* **TEXT SEGMENT**:
Elastic Anthology vol 1 is a collection of poetry, prose, photographs, messages, and illustrations from sex workers gathered in collaboration with Xue Shen. It is the first issue of a serial publication that aims to extend our contact with one another.
Whores speak in slant rhymes. The syntax of sex work takes many forms. It is at once direct, askew, total metonymy, embodied metaphor. Constructing a fantasy is labor: our bodies collude or rebel. We mystify and are mystified in every moment of refusal or capitulation, negotiating risk in any moment. Our work and our refusal of work throws the value of time, bodies, and exchange into crisis. The dominant grammar, as we know it, cannot account for these crises.
Our bodies bear them. We must work in many genres to register the crises we produce, and the crises we survive. It is in the heart of these crises we find each other. We articulate them often in jokes, often in tyrades, often in gossip, often in support circles, often across Blacklist platforms. We must document what we know, because otherwise what we know will be crushed: the intimate knowledge that law nor history can possibly confront.

* **SUPPLIED DATA**:
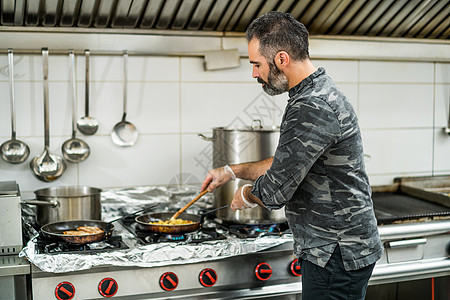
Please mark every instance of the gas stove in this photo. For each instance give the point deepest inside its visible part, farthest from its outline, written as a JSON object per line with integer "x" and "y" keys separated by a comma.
{"x": 194, "y": 266}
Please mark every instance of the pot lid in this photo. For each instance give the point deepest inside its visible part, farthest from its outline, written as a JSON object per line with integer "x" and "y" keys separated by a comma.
{"x": 8, "y": 188}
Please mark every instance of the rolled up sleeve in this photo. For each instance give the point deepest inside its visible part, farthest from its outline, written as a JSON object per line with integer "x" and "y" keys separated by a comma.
{"x": 308, "y": 128}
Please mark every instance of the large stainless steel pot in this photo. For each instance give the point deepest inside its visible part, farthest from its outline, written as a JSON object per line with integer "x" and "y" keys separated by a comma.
{"x": 238, "y": 145}
{"x": 67, "y": 203}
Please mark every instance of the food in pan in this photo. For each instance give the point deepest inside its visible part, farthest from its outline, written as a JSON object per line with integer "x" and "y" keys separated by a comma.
{"x": 84, "y": 230}
{"x": 172, "y": 222}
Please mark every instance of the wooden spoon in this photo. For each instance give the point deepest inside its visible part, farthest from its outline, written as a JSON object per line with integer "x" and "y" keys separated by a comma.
{"x": 177, "y": 214}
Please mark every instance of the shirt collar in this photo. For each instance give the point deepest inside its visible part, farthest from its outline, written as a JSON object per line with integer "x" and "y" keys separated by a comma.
{"x": 308, "y": 80}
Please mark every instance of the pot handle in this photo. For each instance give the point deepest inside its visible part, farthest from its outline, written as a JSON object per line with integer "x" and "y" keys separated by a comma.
{"x": 205, "y": 138}
{"x": 52, "y": 203}
{"x": 257, "y": 124}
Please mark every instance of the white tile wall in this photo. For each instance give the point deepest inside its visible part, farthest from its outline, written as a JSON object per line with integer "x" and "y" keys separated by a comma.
{"x": 402, "y": 108}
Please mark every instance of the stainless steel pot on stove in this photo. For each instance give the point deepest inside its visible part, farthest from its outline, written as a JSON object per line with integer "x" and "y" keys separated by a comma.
{"x": 66, "y": 203}
{"x": 238, "y": 145}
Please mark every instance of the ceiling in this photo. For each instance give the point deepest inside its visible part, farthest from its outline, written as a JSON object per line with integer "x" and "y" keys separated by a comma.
{"x": 425, "y": 19}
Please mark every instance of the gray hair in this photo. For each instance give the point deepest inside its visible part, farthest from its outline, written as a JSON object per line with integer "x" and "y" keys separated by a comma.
{"x": 277, "y": 31}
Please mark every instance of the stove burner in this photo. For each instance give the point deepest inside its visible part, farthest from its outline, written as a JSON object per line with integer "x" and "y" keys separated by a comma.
{"x": 253, "y": 230}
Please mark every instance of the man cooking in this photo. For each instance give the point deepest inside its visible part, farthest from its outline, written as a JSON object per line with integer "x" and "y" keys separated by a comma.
{"x": 317, "y": 171}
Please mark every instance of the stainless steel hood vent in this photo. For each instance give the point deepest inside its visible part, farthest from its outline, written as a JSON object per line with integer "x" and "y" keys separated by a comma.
{"x": 383, "y": 18}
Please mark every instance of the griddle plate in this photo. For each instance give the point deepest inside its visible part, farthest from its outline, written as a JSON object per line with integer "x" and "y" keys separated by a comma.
{"x": 393, "y": 207}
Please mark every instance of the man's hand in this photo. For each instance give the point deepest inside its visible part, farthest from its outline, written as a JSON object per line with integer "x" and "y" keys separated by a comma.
{"x": 217, "y": 177}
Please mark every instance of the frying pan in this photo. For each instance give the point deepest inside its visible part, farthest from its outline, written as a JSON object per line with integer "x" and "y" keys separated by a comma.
{"x": 197, "y": 221}
{"x": 55, "y": 230}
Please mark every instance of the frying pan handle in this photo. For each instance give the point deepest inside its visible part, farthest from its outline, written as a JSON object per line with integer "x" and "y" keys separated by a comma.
{"x": 188, "y": 205}
{"x": 52, "y": 203}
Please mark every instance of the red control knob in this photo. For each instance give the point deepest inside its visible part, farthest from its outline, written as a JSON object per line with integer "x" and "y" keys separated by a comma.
{"x": 168, "y": 281}
{"x": 263, "y": 271}
{"x": 65, "y": 291}
{"x": 207, "y": 277}
{"x": 108, "y": 287}
{"x": 295, "y": 268}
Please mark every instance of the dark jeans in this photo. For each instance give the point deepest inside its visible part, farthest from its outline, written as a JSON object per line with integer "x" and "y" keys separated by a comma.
{"x": 333, "y": 281}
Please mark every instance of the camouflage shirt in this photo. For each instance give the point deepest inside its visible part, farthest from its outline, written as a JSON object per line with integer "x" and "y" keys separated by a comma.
{"x": 318, "y": 174}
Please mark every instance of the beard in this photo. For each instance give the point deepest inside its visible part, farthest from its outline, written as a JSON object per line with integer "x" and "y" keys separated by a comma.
{"x": 277, "y": 82}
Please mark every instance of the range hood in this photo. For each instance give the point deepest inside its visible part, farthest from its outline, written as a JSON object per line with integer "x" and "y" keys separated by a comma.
{"x": 424, "y": 19}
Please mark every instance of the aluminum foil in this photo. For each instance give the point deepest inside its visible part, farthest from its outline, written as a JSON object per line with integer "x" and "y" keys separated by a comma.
{"x": 161, "y": 254}
{"x": 119, "y": 202}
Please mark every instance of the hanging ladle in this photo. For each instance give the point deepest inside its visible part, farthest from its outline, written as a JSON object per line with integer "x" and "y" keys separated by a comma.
{"x": 124, "y": 133}
{"x": 87, "y": 125}
{"x": 447, "y": 129}
{"x": 74, "y": 150}
{"x": 13, "y": 151}
{"x": 47, "y": 167}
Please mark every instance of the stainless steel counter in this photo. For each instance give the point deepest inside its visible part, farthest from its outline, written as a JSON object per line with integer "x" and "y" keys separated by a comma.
{"x": 13, "y": 277}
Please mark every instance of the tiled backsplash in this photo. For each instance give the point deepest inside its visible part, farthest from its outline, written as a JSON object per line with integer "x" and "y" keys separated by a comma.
{"x": 402, "y": 108}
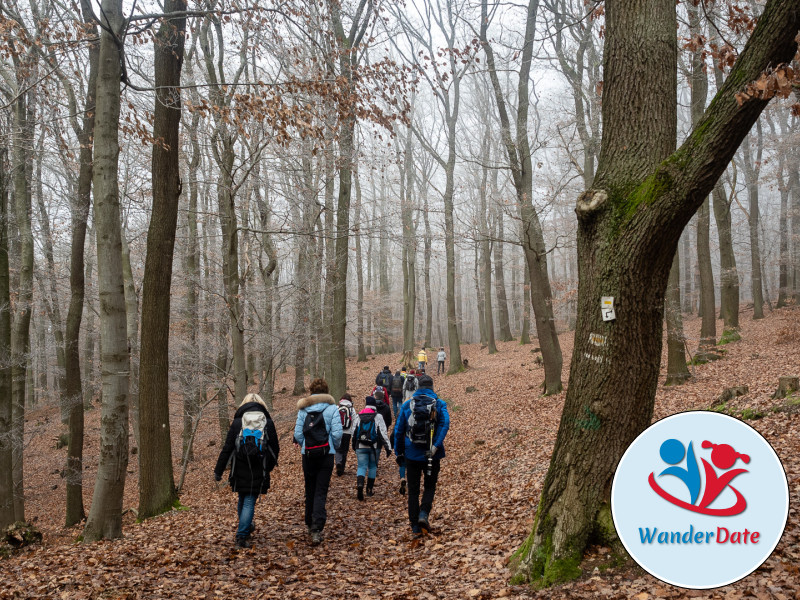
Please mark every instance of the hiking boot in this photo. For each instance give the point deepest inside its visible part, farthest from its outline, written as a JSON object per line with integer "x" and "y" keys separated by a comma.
{"x": 360, "y": 487}
{"x": 422, "y": 522}
{"x": 242, "y": 543}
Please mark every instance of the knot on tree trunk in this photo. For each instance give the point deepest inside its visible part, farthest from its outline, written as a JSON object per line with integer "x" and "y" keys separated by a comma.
{"x": 589, "y": 202}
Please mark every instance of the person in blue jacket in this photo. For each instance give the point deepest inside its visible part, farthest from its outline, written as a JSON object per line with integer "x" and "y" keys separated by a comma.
{"x": 317, "y": 458}
{"x": 415, "y": 453}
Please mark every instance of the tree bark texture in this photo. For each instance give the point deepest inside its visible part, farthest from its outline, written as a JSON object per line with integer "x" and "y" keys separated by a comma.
{"x": 6, "y": 440}
{"x": 79, "y": 213}
{"x": 105, "y": 515}
{"x": 156, "y": 482}
{"x": 629, "y": 225}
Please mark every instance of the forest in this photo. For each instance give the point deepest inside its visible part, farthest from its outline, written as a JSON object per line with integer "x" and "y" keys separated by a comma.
{"x": 201, "y": 199}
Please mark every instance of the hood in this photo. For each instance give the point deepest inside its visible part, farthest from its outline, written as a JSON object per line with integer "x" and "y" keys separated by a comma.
{"x": 426, "y": 392}
{"x": 315, "y": 399}
{"x": 248, "y": 407}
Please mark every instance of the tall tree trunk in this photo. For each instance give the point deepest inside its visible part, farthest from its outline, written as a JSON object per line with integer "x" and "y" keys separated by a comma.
{"x": 751, "y": 172}
{"x": 686, "y": 252}
{"x": 194, "y": 392}
{"x": 677, "y": 371}
{"x": 519, "y": 155}
{"x": 729, "y": 277}
{"x": 89, "y": 336}
{"x": 426, "y": 272}
{"x": 156, "y": 482}
{"x": 132, "y": 324}
{"x": 699, "y": 85}
{"x": 362, "y": 352}
{"x": 105, "y": 515}
{"x": 794, "y": 187}
{"x": 525, "y": 335}
{"x": 23, "y": 130}
{"x": 784, "y": 288}
{"x": 503, "y": 319}
{"x": 6, "y": 454}
{"x": 629, "y": 224}
{"x": 409, "y": 251}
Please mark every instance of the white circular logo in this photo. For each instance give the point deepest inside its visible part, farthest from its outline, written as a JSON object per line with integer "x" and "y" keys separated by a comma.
{"x": 700, "y": 499}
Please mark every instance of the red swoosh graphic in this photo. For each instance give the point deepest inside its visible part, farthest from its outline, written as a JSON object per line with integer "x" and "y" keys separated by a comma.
{"x": 737, "y": 508}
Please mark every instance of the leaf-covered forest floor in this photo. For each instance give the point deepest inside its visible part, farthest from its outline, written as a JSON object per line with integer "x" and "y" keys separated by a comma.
{"x": 498, "y": 451}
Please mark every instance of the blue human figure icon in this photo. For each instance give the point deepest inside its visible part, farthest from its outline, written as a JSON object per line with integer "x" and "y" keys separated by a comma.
{"x": 672, "y": 453}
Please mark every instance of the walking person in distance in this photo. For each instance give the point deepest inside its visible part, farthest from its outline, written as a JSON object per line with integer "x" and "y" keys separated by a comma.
{"x": 251, "y": 448}
{"x": 318, "y": 431}
{"x": 419, "y": 444}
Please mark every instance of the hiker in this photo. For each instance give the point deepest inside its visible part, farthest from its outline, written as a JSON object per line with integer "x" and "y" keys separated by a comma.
{"x": 318, "y": 430}
{"x": 419, "y": 444}
{"x": 251, "y": 447}
{"x": 382, "y": 406}
{"x": 422, "y": 359}
{"x": 368, "y": 437}
{"x": 347, "y": 415}
{"x": 384, "y": 378}
{"x": 396, "y": 392}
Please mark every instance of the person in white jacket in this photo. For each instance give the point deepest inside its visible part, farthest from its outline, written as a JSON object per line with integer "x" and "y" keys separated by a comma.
{"x": 369, "y": 434}
{"x": 348, "y": 416}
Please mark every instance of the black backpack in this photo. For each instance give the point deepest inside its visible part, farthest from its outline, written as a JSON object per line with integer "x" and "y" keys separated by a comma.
{"x": 397, "y": 385}
{"x": 367, "y": 433}
{"x": 385, "y": 379}
{"x": 422, "y": 421}
{"x": 316, "y": 435}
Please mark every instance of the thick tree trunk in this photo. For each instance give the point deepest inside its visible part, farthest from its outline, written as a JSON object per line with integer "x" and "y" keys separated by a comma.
{"x": 426, "y": 274}
{"x": 629, "y": 225}
{"x": 6, "y": 454}
{"x": 729, "y": 277}
{"x": 677, "y": 371}
{"x": 784, "y": 289}
{"x": 156, "y": 482}
{"x": 23, "y": 130}
{"x": 699, "y": 84}
{"x": 132, "y": 320}
{"x": 105, "y": 515}
{"x": 751, "y": 172}
{"x": 503, "y": 319}
{"x": 519, "y": 155}
{"x": 362, "y": 352}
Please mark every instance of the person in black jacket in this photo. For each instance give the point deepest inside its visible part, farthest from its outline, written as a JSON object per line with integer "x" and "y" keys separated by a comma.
{"x": 249, "y": 476}
{"x": 384, "y": 378}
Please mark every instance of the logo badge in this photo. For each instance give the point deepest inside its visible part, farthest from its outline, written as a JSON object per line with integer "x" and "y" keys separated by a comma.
{"x": 700, "y": 499}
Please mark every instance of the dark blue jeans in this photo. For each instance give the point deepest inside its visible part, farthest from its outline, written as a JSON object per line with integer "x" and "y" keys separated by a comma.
{"x": 245, "y": 510}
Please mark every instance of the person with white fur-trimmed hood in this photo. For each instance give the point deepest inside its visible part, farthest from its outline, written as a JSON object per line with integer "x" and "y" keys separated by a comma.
{"x": 318, "y": 431}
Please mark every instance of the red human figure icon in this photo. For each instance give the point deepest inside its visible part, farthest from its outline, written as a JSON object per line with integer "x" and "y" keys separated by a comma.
{"x": 724, "y": 457}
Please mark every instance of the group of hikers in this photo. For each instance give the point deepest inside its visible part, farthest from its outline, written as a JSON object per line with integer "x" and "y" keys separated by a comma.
{"x": 326, "y": 430}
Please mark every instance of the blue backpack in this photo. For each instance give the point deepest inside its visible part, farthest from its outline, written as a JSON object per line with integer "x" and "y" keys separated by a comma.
{"x": 367, "y": 433}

* **PROBLEMS TO WORK ON**:
1. Reproduce the Elastic Anthology passage word for word, in full.
2. Transcribe the records verbatim, starting at the line that contains "Please mark every instance of the red human" and continuing through the final line of the records, with both included.

* **FULL ANSWERS**:
1.
Elastic Anthology vol 1 is a collection of poetry, prose, photographs, messages, and illustrations from sex workers gathered in collaboration with Xue Shen. It is the first issue of a serial publication that aims to extend our contact with one another.
Whores speak in slant rhymes. The syntax of sex work takes many forms. It is at once direct, askew, total metonymy, embodied metaphor. Constructing a fantasy is labor: our bodies collude or rebel. We mystify and are mystified in every moment of refusal or capitulation, negotiating risk in any moment. Our work and our refusal of work throws the value of time, bodies, and exchange into crisis. The dominant grammar, as we know it, cannot account for these crises.
Our bodies bear them. We must work in many genres to register the crises we produce, and the crises we survive. It is in the heart of these crises we find each other. We articulate them often in jokes, often in tyrades, often in gossip, often in support circles, often across Blacklist platforms. We must document what we know, because otherwise what we know will be crushed: the intimate knowledge that law nor history can possibly confront.

2.
Please mark every instance of the red human figure icon in this photo. For each instance give the point deepest inside its visible part, farthest from its outline, written as a JSON object per line with integer "x" and "y" keys separated by a comma.
{"x": 724, "y": 457}
Please mark every instance of the group of hikers in this photo. For each instance give the point deepest inside its visible part, farthest from its outline, written as a JSON object per line with integer "x" and "y" keys separated by a comma.
{"x": 326, "y": 430}
Please mark every instance of the blue backpack in this photo. For each instance give the point deepest inside its visible part, farthest from its outline, written as a JSON object per line with integer "x" and "y" keys separated by a comma.
{"x": 367, "y": 433}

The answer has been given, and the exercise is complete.